# Dropbox and freebsd 12 or what alternative ?



## cyrille (Feb 15, 2019)

Hi
I finish the install of FreeBSD 12 on my laptop.
It seems that it's not possible to install dropbox on FreeBSD because the FreeBSD kernel not use inotify.
Is it right? 
Is it possible to install dropbox without using wine on FreeBSD or do you know an alternative of this program for FreeBSD?
Thanks


----------



## SirDice (Feb 15, 2019)

cyrille said:


> It seems that it's not possible to install dropbox on freebsd because the freebsd kernel not use inotify.
> Is it right ?


The kernel doesn't support it, yes, that's correct. But we do have devel/libinotify.


----------



## unix4you2 (Feb 15, 2019)

Hi cyrille

There is an easy way to use dropbox (and other cloud services) under FreeBSD using the *rclone* package.  You can find info about it using `pkg search rclone` and the you could see something like "Sync files to and from various cloud services".

Then install it doing a `pkg install rclone` and follow their instructions to configure it.

Official site: https://rclone.org/

I hope this help you.   Regards.


----------



## cyrille (Feb 15, 2019)

OK thanks a lot, 
I'll try it asap


----------



## twllnbrck (Feb 15, 2019)

Im also using net/rclone if I need access to dropbox or gdrive


----------



## cyrille (Feb 15, 2019)

OK just test rclone.
Works fine but it's a command line , less friendly than the Linux demon
But I keep it, I'll change my habits, really want to use freebsd as a desktop and  learn new things 
Thanks a lot


----------



## unix4you2 (Feb 19, 2019)

Hi cyrille 

I know its a little different, but when you have the way that is more efficient and friendly.   For example i have many network resources mounted (at boot-time and by demand) and I program that as commands over my bars in XFCE or as shell files in the folders I want to mount the resource.   Then when I run the scripts that file dissapear and the system shows me the content of the shared folder.  So in that way I see all the filesystem as one system without the use of external tools runing in the system tray that could fail because depends of the desktop or another app.

Regards.


----------



## cyrille (Feb 24, 2019)

Finally, I use rclone for a week, very simple, well documented.
I wrote a shell script to  facilitate his use according to my expectations and it works really well.
Thanks for all. 
Solved


----------



## drhowarddrfine (Feb 24, 2019)

Unless you're using the free DropBox, why not just get a cheap server for less than $3/month?


----------



## cyrille (Feb 24, 2019)

I've got a server for my personal hosting web site





						Hébergement Perso
					

Découvrez l'offre Perso, l'hébergement web à bas prix. Cette offre est généralement utilisée pour héberger des blogs (WordPress) et sites personnels.



					www.ovh.com
				



But I don't know if it can replace a dropbox.


Do you have a exemple (URL) of cheap server for less than $3/month ? Thanks


----------



## drhowarddrfine (Feb 24, 2019)

cyrille There are threads about this on here. I like ramnode for such things at $2.50/month but there are others.


----------



## rigoletto@ (Feb 24, 2019)

You can use net/syncthing to do the same dropbox do using a remote server.


----------



## puretone (Jun 4, 2019)

cyrille said:


> Finally, I use rclone for a week, very simple, well documented.

» **DATA SUPPLIED**
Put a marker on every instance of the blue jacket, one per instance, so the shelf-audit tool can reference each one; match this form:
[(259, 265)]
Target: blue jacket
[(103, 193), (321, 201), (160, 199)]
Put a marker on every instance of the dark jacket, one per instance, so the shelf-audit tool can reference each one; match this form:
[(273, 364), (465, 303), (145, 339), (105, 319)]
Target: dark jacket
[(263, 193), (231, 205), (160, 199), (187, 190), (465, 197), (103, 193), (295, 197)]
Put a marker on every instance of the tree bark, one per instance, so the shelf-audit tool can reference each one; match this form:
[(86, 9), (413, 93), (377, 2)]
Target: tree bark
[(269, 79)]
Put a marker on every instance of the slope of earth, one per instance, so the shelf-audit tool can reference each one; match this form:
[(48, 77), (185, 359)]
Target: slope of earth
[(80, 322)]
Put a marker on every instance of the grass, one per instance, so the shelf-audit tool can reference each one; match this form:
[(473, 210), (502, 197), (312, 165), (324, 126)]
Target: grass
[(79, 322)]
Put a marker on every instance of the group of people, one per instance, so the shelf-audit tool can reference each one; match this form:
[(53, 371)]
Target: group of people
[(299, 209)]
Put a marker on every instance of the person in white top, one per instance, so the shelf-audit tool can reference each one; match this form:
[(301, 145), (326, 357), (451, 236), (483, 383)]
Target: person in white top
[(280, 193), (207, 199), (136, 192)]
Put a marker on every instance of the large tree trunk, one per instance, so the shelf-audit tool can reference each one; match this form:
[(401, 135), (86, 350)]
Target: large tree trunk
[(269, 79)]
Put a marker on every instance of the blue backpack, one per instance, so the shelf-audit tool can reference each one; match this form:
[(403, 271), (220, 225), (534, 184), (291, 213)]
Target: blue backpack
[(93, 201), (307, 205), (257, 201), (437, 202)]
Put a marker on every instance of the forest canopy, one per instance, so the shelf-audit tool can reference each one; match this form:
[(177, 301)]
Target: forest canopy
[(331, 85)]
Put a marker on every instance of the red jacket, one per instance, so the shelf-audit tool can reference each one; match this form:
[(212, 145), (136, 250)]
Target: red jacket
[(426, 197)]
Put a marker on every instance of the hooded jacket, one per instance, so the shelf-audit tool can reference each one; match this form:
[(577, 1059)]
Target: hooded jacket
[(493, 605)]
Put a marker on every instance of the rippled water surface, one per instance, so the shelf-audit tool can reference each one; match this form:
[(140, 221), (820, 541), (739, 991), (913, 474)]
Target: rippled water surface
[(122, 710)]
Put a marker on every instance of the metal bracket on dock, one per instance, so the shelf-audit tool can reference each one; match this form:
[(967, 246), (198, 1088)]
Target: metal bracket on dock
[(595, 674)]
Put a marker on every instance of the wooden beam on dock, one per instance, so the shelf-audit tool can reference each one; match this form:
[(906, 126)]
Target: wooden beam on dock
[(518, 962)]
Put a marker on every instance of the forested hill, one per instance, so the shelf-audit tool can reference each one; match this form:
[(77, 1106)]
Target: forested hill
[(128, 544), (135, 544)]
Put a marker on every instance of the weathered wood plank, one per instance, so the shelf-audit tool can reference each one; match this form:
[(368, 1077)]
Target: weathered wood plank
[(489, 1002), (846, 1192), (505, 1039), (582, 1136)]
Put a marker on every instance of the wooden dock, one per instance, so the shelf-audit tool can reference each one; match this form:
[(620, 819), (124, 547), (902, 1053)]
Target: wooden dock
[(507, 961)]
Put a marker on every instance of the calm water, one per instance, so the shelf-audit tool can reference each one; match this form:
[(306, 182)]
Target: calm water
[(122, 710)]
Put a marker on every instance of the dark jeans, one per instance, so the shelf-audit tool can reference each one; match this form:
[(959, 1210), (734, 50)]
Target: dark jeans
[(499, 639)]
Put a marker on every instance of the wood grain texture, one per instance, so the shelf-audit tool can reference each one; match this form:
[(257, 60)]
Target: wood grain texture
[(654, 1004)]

» **PROMPT 1**
In the forum thread, what monthly price does drhowarddrfine give for ramnode?
» **PROMPT 2**
Copy out the rows exactly, taking everything from the line that contains "Put a marker on every instance of the forested" down to the line that contains "[(128, 544), (135, 544)]".

» **EXERCISE OUTPUT 1**
$2.50/month

» **EXERCISE OUTPUT 2**
Put a marker on every instance of the forested hill, one per instance, so the shelf-audit tool can reference each one; match this form:
[(77, 1106)]
Target: forested hill
[(128, 544), (135, 544)]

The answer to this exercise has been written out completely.